(TASKS TO COMPLETE):
1. Answer these from the article about Bill Atkinson and Jeopardy!:
(a) On what date does Atkinson say to tune into Jeopardy!?
(b) How long was Atkinson's presentation at Macworld 2011?
(c) In what year did Deep Blue beat Gary Kasparov?
2. From the article about Bill Atkinson and Jeopardy!, copy the part that opens with the words containing "The man who" and closes with "on February 14.".

(PASSAGE GIVEN):

Apple 2.0

Covering the business that Steve Jobs built

Bill Atkinson: Watch Jeopardy! Feb. 14

January 26, 2011: 4:56 PM ET

The man who wrote MacPaint thinks it could be a milestone in computer development

Source: IBM

Bill Atkinson was part of Steve Jobs' hand-picked team at Apple (AAPL) that developed the original Macintosh -- the one that popularized the mouse, windows and drop-down menus -- so he knows something about what computer engineers call human interface design.

And he ended a 20-minute presentation on the subject at Macworld 2011, which runs through Saturday in San Francisco, with a TV-viewing recommendation: If you want to know how we will communicate with our machines in the future, he says, tune into Jeopardy! on February 14.

That's the day a pair of Jeopardy! grand masters are going to challenge IBM Watson's DeepQA, a computer program designed to handle the kind of open-ended challenges posed by the show.

The Jeopardy! Challenge, as the researchers at IBM (IBM) call the project, is the successor to Deep Blue, the supercomputer program that beat chess champion Gary Kasparov in 1997. If it wins -- and can field questions like "It was Ricky Ricardo's signature tune and the name of his club" (A: What is Babalu?) faster than its human competitors -- it  could be one of those turning points students of computer history talk about for years to come.

(DATASET EXTRACT):
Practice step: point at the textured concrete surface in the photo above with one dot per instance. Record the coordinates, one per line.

(PROBLEM SOLUTIONS):
1.
(a) February 14
(b) 20 minutes
(c) 1997

2.
The man who wrote MacPaint thinks it could be a milestone in computer development

Source: IBM

Bill Atkinson was part of Steve Jobs' hand-picked team at Apple (AAPL) that developed the original Macintosh -- the one that popularized the mouse, windows and drop-down menus -- so he knows something about what computer engineers call human interface design.

And he ended a 20-minute presentation on the subject at Macworld 2011, which runs through Saturday in San Francisco, with a TV-viewing recommendation: If you want to know how we will communicate with our machines in the future, he says, tune into Jeopardy! on February 14.